*PAGE EXTRACT:*
Global Financial Leaders' Investment Summit 
On 25 October 2022, HKDC released a report titled "Business Not As Usual," which criticized executives going to the Global Financial Leaders' Investment Summit (GFLIS) and stating that global finance leaders attending the summit would be "lending credibility not only to the government's whitewashing campaign, but also to Beijing's handpicked Chief Executive of Hong Kong, John Lee, who is scheduled to open the GFLIS with 'welcoming remarks.'" On the same day, HKDC launched a database tracking international companies' cooperation with the Hong Kong government. Hours after the report and database were published, the Hong Kong government blocked portions of HKDC's website on some of Hong Kong's major mobile networks and internet service providers. In response, an HKDC spokesperson said: "HKDC condemns the Hong Kong government's concerted efforts to erode internet freedom, among the many freedoms Hongkongers have been stripped of over the past years."

Community engagement 
HKDC has stated an interest in serving as a diaspora-building organization for Hong Kong immigrants and refugees in the United States. In the past, HKDC has funded a number of Hong Kong diaspora-related events and business projects.

*SUPPLIED INFORMATION:*
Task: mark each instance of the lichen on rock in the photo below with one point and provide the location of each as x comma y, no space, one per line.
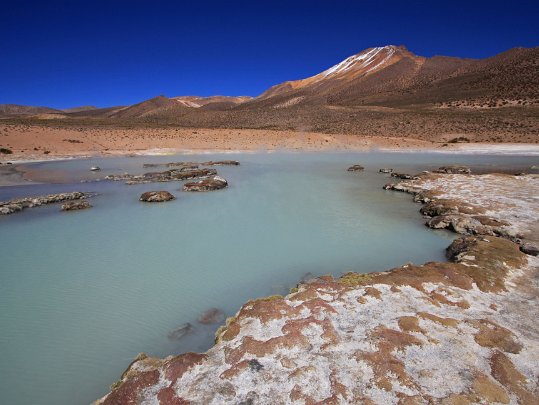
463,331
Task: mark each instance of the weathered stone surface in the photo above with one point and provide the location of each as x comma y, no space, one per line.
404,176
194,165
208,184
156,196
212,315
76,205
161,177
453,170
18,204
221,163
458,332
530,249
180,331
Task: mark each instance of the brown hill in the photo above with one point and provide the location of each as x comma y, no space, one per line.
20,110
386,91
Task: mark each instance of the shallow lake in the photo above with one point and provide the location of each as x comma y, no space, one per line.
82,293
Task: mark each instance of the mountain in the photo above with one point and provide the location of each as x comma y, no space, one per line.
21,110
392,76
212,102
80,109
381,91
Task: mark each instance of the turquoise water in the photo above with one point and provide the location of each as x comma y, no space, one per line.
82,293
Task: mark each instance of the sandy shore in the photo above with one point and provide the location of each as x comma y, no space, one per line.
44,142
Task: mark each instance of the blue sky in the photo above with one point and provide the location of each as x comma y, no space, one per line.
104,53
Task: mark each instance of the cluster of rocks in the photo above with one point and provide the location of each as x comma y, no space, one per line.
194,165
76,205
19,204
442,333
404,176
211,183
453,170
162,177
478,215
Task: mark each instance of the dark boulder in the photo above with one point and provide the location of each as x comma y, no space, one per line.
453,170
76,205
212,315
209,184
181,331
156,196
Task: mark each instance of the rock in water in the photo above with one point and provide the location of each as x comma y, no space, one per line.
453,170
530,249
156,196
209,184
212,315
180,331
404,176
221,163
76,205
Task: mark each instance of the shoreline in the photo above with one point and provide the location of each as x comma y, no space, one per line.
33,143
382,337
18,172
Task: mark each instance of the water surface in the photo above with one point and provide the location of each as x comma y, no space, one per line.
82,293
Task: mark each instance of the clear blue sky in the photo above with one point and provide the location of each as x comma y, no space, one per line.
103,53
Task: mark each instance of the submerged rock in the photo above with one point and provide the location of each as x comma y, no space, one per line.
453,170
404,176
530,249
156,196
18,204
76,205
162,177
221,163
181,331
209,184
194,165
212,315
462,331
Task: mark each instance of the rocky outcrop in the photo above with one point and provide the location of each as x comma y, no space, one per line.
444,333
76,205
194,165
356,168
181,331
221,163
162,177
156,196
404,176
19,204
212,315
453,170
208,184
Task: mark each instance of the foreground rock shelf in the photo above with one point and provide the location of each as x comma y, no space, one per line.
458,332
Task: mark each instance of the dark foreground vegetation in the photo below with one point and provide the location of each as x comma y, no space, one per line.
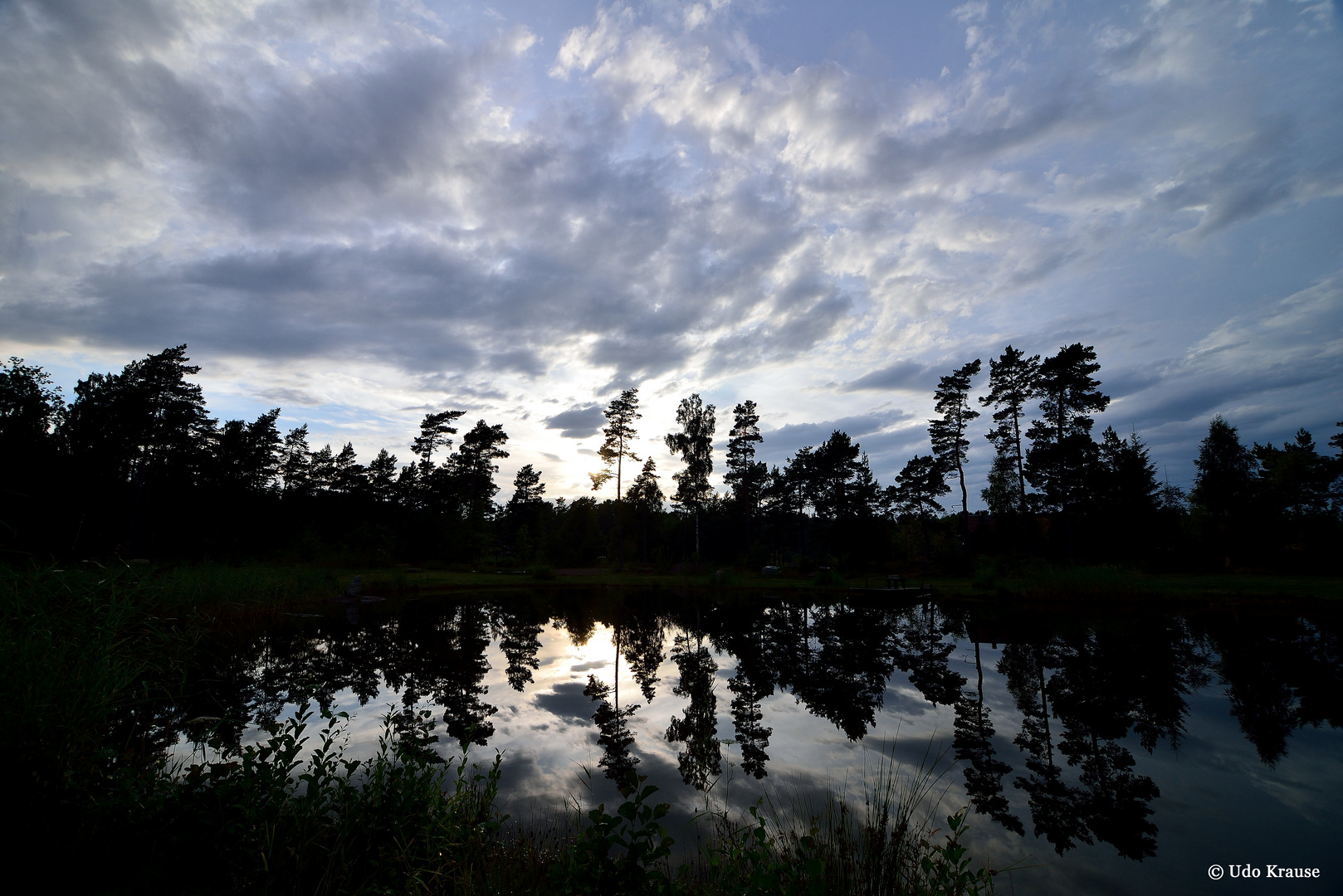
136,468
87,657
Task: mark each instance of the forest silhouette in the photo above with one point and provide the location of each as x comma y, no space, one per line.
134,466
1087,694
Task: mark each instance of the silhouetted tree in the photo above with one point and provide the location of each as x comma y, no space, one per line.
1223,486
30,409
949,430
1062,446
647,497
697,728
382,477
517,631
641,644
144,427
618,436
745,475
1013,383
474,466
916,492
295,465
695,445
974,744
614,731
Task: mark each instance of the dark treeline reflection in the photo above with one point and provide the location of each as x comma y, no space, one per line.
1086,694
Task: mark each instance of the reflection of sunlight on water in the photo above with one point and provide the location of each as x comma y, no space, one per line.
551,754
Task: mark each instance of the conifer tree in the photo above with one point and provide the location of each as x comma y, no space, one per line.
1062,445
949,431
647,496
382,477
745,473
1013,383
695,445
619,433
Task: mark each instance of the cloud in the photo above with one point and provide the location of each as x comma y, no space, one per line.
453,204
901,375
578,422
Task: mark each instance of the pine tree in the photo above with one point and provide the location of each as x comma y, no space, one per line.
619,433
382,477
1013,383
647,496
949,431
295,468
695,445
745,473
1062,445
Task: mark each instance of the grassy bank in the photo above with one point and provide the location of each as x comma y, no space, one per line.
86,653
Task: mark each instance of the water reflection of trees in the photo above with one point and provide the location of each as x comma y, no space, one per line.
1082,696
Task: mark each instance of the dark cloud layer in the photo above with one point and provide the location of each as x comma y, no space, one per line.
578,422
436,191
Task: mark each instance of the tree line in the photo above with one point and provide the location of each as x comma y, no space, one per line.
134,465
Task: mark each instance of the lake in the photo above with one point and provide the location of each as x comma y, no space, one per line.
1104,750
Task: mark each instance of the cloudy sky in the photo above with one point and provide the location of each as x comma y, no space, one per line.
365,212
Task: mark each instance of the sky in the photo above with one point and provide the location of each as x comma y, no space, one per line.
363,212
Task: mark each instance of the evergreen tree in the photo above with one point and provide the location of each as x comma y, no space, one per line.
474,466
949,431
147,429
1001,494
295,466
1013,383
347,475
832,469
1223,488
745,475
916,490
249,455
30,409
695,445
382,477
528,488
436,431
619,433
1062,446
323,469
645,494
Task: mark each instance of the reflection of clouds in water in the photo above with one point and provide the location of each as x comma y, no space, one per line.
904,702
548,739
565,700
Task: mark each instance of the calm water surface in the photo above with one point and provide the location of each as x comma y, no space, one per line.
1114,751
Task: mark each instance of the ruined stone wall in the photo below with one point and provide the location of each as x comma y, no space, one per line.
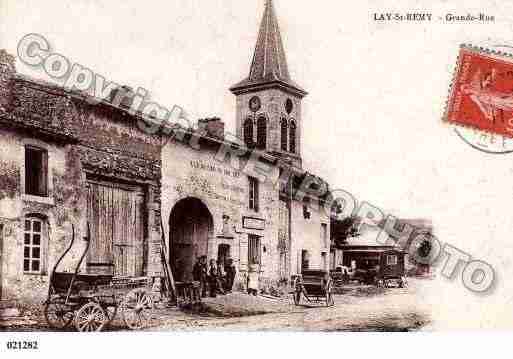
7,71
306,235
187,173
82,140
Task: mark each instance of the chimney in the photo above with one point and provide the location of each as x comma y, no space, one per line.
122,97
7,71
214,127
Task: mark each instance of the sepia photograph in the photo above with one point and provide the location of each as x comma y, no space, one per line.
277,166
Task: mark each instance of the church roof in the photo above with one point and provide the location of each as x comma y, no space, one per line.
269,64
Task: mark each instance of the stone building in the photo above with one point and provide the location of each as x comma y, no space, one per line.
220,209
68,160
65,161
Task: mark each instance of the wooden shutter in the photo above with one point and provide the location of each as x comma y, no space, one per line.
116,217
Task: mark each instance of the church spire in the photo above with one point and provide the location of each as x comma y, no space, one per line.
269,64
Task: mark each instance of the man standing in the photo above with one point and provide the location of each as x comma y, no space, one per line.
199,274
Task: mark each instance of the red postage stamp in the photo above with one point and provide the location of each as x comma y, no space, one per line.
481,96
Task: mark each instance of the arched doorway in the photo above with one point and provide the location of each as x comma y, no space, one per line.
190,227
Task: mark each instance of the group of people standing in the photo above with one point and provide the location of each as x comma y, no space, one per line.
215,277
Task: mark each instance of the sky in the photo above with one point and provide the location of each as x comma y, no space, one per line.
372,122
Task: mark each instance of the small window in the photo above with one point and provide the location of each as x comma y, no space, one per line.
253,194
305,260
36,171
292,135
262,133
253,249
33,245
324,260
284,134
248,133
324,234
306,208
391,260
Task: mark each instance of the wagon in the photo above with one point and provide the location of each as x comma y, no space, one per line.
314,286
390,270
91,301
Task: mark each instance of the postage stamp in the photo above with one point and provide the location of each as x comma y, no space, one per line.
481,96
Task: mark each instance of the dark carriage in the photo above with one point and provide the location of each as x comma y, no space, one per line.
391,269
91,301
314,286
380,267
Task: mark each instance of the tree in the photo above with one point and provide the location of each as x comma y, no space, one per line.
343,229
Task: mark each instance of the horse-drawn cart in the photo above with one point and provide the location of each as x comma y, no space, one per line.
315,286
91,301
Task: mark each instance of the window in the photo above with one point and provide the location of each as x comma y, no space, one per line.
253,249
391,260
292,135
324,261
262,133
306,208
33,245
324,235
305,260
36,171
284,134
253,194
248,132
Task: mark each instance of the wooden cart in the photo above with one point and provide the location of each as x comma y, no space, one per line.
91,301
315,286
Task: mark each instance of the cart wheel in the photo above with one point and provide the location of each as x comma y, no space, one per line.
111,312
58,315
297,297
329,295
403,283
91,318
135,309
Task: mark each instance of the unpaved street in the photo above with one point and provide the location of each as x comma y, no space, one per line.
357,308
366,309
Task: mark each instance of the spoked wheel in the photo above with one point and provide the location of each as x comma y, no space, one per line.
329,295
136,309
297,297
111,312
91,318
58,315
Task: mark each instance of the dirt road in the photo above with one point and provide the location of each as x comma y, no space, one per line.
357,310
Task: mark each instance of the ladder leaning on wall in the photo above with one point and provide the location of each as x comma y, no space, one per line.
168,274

*TASKS FOR THIS EXERCISE:*
1/ In the text about HKDC, what did the Hong Kong government block hours after the report and database were published?
2/ Write a continuation of the text about HKDC, picking up after its final sentence.

*OUTPUTS BY TASK:*
1/ It blocked portions of HKDC's website on some of Hong Kong's major mobile networks and internet service providers.

2/
Revolution of Our Times screening tour 
In 2021 and 2022, HKDC hosted a 20-city nationwide screening tour for the film Revolution of Our Times, a 2021 documentary about the 2019-2020 Hong Kong protests.

Hong Kong Summit 
In July 2022, HKDC partnered with Stand With Hong Kong to host a 3-day summit of Hong Kong diaspora activists, human rights researchers, and China policy experts.

See also
 Diaspora politics in the United States
 Hong Kong
 Democratic development in Hong Kong
 Hong Kong Human Rights and Democracy Act
 Hong Kong Autonomy Act
 Magnitsky Act
 Nathan Law
 Alex Chow
 Sunny Cheung

References

External links
 

501(c)(3) organizations
Charities based in Washington, D.C.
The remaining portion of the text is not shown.